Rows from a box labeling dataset
⟨

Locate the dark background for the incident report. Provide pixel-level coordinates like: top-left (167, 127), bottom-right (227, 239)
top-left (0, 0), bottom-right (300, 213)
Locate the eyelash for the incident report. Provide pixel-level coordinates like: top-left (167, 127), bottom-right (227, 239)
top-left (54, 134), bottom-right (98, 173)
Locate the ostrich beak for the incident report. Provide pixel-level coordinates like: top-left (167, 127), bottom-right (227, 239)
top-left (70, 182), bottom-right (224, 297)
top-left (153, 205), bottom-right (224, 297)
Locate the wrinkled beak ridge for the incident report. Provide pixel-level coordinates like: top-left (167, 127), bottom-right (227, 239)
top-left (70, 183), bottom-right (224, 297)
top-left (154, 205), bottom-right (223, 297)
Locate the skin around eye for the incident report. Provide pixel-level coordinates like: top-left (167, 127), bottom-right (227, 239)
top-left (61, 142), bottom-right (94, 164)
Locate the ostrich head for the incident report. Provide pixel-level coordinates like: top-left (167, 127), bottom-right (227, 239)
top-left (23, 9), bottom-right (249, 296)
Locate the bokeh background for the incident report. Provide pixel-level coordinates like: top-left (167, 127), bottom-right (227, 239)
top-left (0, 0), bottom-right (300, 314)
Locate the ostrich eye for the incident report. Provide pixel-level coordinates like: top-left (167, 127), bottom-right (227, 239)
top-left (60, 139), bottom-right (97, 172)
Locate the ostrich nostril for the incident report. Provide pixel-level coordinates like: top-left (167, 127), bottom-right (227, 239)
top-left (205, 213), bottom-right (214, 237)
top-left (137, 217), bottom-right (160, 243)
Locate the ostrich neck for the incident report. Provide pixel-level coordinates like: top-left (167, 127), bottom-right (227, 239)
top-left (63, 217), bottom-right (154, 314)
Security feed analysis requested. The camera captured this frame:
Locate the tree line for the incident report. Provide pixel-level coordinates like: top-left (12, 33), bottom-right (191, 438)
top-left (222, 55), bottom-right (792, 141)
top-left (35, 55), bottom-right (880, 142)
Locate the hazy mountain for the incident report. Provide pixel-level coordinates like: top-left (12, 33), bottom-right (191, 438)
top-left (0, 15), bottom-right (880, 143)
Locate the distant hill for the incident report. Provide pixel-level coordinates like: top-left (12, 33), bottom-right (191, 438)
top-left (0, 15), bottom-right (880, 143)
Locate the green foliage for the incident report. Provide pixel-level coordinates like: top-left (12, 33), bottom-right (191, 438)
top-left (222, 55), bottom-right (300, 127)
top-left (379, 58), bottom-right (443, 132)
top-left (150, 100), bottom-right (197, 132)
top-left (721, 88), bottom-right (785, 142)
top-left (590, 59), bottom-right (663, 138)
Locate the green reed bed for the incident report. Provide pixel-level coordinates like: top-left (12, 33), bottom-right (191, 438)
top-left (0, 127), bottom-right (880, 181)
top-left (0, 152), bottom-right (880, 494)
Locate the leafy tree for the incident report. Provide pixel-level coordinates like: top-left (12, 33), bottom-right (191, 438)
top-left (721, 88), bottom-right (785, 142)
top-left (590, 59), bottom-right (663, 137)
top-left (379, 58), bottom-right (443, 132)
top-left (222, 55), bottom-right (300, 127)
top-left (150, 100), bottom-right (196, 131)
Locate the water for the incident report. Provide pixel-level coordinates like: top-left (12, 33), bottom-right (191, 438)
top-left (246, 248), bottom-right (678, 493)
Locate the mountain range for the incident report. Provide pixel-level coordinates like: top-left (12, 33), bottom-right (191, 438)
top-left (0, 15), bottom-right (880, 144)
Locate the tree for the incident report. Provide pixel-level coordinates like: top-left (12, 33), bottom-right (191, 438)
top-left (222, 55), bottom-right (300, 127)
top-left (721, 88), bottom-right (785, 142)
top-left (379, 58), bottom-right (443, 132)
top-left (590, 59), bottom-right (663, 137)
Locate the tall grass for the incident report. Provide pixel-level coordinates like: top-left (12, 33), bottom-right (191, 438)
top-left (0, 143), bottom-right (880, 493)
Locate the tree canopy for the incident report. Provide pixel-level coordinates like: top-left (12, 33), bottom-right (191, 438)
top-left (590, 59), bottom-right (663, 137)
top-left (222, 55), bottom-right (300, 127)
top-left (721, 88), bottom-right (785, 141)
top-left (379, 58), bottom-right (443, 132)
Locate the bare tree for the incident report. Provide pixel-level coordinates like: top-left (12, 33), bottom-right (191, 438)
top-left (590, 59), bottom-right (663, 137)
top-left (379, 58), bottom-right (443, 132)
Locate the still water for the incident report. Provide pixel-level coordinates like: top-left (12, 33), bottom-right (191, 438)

⟩

Could you copy every item above word for word, changing nothing?

### Response
Locate the dark background for the incident report. Provide pixel-level coordinates like: top-left (167, 127), bottom-right (227, 239)
top-left (0, 0), bottom-right (300, 213)
Locate the eyelash for the incident report. Provide pixel-level coordinates like: top-left (167, 127), bottom-right (227, 239)
top-left (54, 134), bottom-right (98, 173)
Locate the ostrich beak for the incident report. Provide pixel-level coordinates like: top-left (167, 127), bottom-right (227, 239)
top-left (70, 182), bottom-right (224, 297)
top-left (153, 205), bottom-right (224, 297)
Locate the wrinkled beak ridge for the incident report. Provide pixel-level coordinates like: top-left (167, 127), bottom-right (227, 239)
top-left (70, 183), bottom-right (224, 297)
top-left (154, 205), bottom-right (223, 297)
Locate the skin around eye for the incident report. Provide pixel-level coordinates like: top-left (167, 127), bottom-right (227, 239)
top-left (61, 142), bottom-right (94, 164)
Locate the ostrich head for the incident report. Provide pixel-level coordinates like: top-left (167, 127), bottom-right (227, 239)
top-left (23, 9), bottom-right (249, 296)
Locate the bokeh background for the incident report. Provide pixel-level coordinates like: top-left (167, 127), bottom-right (227, 239)
top-left (0, 0), bottom-right (300, 314)
Locate the ostrich eye for the incident report. Provide pixel-level coordinates like: top-left (167, 127), bottom-right (227, 239)
top-left (60, 139), bottom-right (97, 172)
Locate the ostrich nostril for the incident report. Provide pixel-level coordinates like: top-left (167, 127), bottom-right (227, 239)
top-left (205, 213), bottom-right (214, 237)
top-left (137, 217), bottom-right (160, 243)
Locate the ostrich neck for the incident report. Provide pixel-level coordinates like: top-left (167, 127), bottom-right (227, 239)
top-left (63, 217), bottom-right (154, 314)
Security feed analysis requested. The camera captured this frame:
Locate the tree line for the incident report. Provide pixel-level coordinates like: top-left (12, 33), bottom-right (191, 438)
top-left (222, 55), bottom-right (792, 141)
top-left (35, 55), bottom-right (880, 142)
Locate the hazy mountain for the incident report. Provide pixel-level coordinates like: top-left (12, 33), bottom-right (191, 438)
top-left (0, 15), bottom-right (880, 143)
Locate the distant hill for the incident report. Provide pixel-level coordinates like: top-left (12, 33), bottom-right (191, 438)
top-left (0, 15), bottom-right (880, 143)
Locate the green foliage for the incident report. Provide pixel-level coordinates like: top-left (12, 33), bottom-right (191, 438)
top-left (222, 55), bottom-right (300, 127)
top-left (379, 58), bottom-right (443, 132)
top-left (150, 100), bottom-right (197, 132)
top-left (721, 88), bottom-right (785, 142)
top-left (590, 59), bottom-right (663, 138)
Locate the green reed bed for the incident report. Provide pixel-level coordinates like: top-left (12, 33), bottom-right (191, 438)
top-left (0, 127), bottom-right (880, 181)
top-left (0, 152), bottom-right (880, 494)
Locate the leafy tree for the incident report. Provide pixel-level coordinates like: top-left (12, 33), bottom-right (191, 438)
top-left (721, 88), bottom-right (785, 142)
top-left (590, 59), bottom-right (663, 137)
top-left (379, 58), bottom-right (443, 132)
top-left (222, 55), bottom-right (300, 127)
top-left (150, 100), bottom-right (196, 131)
Locate the water for the incident report. Provide pixel-level coordinates like: top-left (12, 33), bottom-right (191, 438)
top-left (246, 248), bottom-right (678, 493)
Locate the mountain range for the incident report. Provide pixel-level coordinates like: top-left (12, 33), bottom-right (191, 438)
top-left (0, 15), bottom-right (880, 144)
Locate the tree for the incident report. Provide pixel-level coordinates like: top-left (12, 33), bottom-right (191, 438)
top-left (222, 55), bottom-right (300, 127)
top-left (721, 88), bottom-right (785, 142)
top-left (379, 58), bottom-right (443, 132)
top-left (590, 59), bottom-right (663, 137)
Locate the tall grass for the incident report. Provide pixel-level coordinates like: top-left (12, 33), bottom-right (191, 438)
top-left (0, 143), bottom-right (880, 493)
Locate the tree canopy for the incident report. Provide pixel-level coordinates like: top-left (12, 33), bottom-right (191, 438)
top-left (590, 59), bottom-right (663, 137)
top-left (222, 55), bottom-right (300, 127)
top-left (721, 88), bottom-right (785, 141)
top-left (379, 58), bottom-right (443, 132)
Locate the bare tree for the incident report. Provide pixel-level coordinates like: top-left (12, 33), bottom-right (191, 438)
top-left (590, 59), bottom-right (663, 137)
top-left (379, 58), bottom-right (443, 132)
Locate the still water for the incident report. Provide pixel-level coordinates like: top-left (12, 33), bottom-right (191, 438)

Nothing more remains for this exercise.